## Extrait à lire
-------

Pourquoi préfère-t-on la techno à l'opéra, le rap au jazz ou à
la musique militaire?
Pour Pierre Bourdieu, sociologue
de référence en la matière, les goûts fonctionnent comme
facteurs d'intégration, attestant l'appartenance à une classe.
Education, âge, milieux social, économique, culturel,
géographique, font de vous des adeptes du Festival de Verbier
plutôt que de celui de Nyon, de Bayreuth ou de Montreux. Or si
l'on accrédite la thèse d'un neurologue italien, il
conviendrait d'y ajouter une nouvelle dimension: une
conformation bien spécifique de notre cerveau.
En
effet, en observant deux patients atteints de démence, le
Professeur Giovanni Frisoni, du Centre de recherche sur la
maladie d'Alzheimer, à Brescia, a eu la surprise de constater
qu'ils avaient subitement développé un goût immodéré pour la
musique pop!
Un des patients, un avocat de 68 ans,
avait perdu progressivement sa capacité à raisonner de façon
abstraite. Or, deux ans après le diagnostic, il s'est mis à
écouter à plein volume un musique qu'il avait jusque là
toujours qualifiée de «bruit».
L'autre, une femme de
73 ans, a fait preuve, après un an de maladie, d'un intérêt
nouveau pour la musique écoutée par sa petite fille de 11 ans:
des tubes pop également.
La revue «Neurology»

-------

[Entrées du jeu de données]
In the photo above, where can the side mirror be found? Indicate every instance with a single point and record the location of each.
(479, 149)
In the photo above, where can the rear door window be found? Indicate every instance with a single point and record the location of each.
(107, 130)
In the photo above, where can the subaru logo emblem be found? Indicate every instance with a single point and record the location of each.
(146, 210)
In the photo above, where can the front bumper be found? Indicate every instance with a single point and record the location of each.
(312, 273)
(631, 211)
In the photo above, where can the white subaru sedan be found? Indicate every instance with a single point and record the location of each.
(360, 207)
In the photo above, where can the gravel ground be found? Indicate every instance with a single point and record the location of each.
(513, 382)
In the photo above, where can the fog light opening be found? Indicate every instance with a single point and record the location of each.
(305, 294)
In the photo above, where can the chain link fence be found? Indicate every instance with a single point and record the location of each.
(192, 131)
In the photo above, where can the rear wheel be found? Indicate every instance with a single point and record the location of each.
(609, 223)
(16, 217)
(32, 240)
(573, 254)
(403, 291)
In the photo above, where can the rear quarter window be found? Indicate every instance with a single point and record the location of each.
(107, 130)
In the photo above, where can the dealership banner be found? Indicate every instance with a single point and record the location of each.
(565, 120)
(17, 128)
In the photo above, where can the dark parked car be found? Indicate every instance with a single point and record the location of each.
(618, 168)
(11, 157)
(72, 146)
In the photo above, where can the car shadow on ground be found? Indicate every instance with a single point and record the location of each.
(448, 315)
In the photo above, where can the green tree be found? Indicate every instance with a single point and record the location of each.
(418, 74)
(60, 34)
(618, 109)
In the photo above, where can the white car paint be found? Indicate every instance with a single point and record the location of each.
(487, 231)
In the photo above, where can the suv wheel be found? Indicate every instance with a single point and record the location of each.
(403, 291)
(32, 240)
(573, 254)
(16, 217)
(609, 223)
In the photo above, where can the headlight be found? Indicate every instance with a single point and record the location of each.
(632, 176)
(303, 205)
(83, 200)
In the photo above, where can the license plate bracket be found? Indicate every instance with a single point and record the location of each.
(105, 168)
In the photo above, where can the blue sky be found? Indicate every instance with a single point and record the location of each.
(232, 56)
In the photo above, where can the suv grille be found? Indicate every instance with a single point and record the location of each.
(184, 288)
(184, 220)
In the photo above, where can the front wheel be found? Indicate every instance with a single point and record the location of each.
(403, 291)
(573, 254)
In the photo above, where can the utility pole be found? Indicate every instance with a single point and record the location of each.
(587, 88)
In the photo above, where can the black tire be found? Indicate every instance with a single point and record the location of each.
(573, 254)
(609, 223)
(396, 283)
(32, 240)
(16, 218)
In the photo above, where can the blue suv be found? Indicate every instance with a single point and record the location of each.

-------

## Problème
Reprenez l'article sur les goûts musicaux et le cerveau à l'endroit où il s'arrête, et poursuivez-le.

## Résultat obtenu
(55(12):1935-6) a publié les fruits de cette découverte qui
lève un bout de voile sur la localisation cérébrale de nos
préférences musicales. En l'occurrence, une région située
entre les lobes frontaux et temporaux.
Nos goûts
musicaux seraient donc déterminés par la conformation de notre
cerveau que des lésions pourraient modifier.
Ainsi,
les changements brusques de goûts musicaux pourraient
constituer un symptôme de démence. «Ce résultat va à
l'encontre du modèle actuel de la démence, dont le prototype
est l'Alzheimer, souligne
Giovanni Frisoni. Nos résultats montrent que la démence peut
aussi, comme chez nos deux sujets, mener vers de nouvelles
compétences ou intérêts intellectuels.»
En 1998, des
chercheurs californiens avaient déjà rapporté l'émergence
inattendue de talents artistiques chez des patients souffrant
de démence, sans pouvoir l'expliquer - la perception de la
musique ayant été fort peu analysée d'un point de vue
neurologique.
Ce n'est désormais plus le cas. Une
étude allemande parue dans le mensuel «Neuroscience» de mai
2001 vient étayer l'hypothèse du Professeur Frisoni. Des
chercheurs de l'Institut Max-Planck de Leipzig démontrent que
ce sont les mêmes structures cérébrales (les aires de Broca)
qui prennent en charge l'analyse de la musique et la syntaxe
du langage parlé.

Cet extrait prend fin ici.